Benenne in der folgenden Auflistung "refrigerator magnet" in "fridge magnet" um. Gib die gesamte Auflistung sonst unverändert wieder.

##### Gegebene Auflistung #####

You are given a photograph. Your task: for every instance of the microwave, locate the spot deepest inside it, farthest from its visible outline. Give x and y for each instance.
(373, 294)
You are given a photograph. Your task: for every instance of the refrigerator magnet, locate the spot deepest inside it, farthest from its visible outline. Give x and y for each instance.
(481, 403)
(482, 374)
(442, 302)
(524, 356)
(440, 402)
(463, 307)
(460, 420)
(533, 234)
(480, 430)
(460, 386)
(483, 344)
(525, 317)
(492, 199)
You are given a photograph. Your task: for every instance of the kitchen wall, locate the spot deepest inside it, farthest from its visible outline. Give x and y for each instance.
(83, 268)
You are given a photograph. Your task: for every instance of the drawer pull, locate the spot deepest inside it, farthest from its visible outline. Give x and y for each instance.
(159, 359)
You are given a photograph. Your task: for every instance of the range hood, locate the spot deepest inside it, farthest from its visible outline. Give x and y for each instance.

#####

→ **Lösung**
You are given a photograph. Your task: for every instance of the microwave, locate the spot deepest inside it, farthest from its visible outline. Give x and y for each instance.
(373, 294)
You are given a photograph. Your task: for every instance of the fridge magnet, locate the spot deepest inside it, farthest from its visible outline. Give x and y for each instance.
(481, 403)
(482, 374)
(442, 302)
(524, 356)
(440, 402)
(463, 307)
(460, 420)
(533, 234)
(480, 430)
(460, 386)
(483, 344)
(525, 317)
(492, 199)
You are given a photograph. Your task: for every instance of the kitchen wall, locate the spot deepest inside it, farthest from its visible outline. Give x and y for each instance.
(83, 268)
You are given a photograph. Your task: for every instance of the drawer pull, locate the spot deepest inside it, farthest from its visible outline. Give x and y for each instance.
(159, 359)
You are given a photograph. Your task: for every instance of the range hood, locate the spot deepest inside it, farthest from its visible outline. Give x and y for each instance.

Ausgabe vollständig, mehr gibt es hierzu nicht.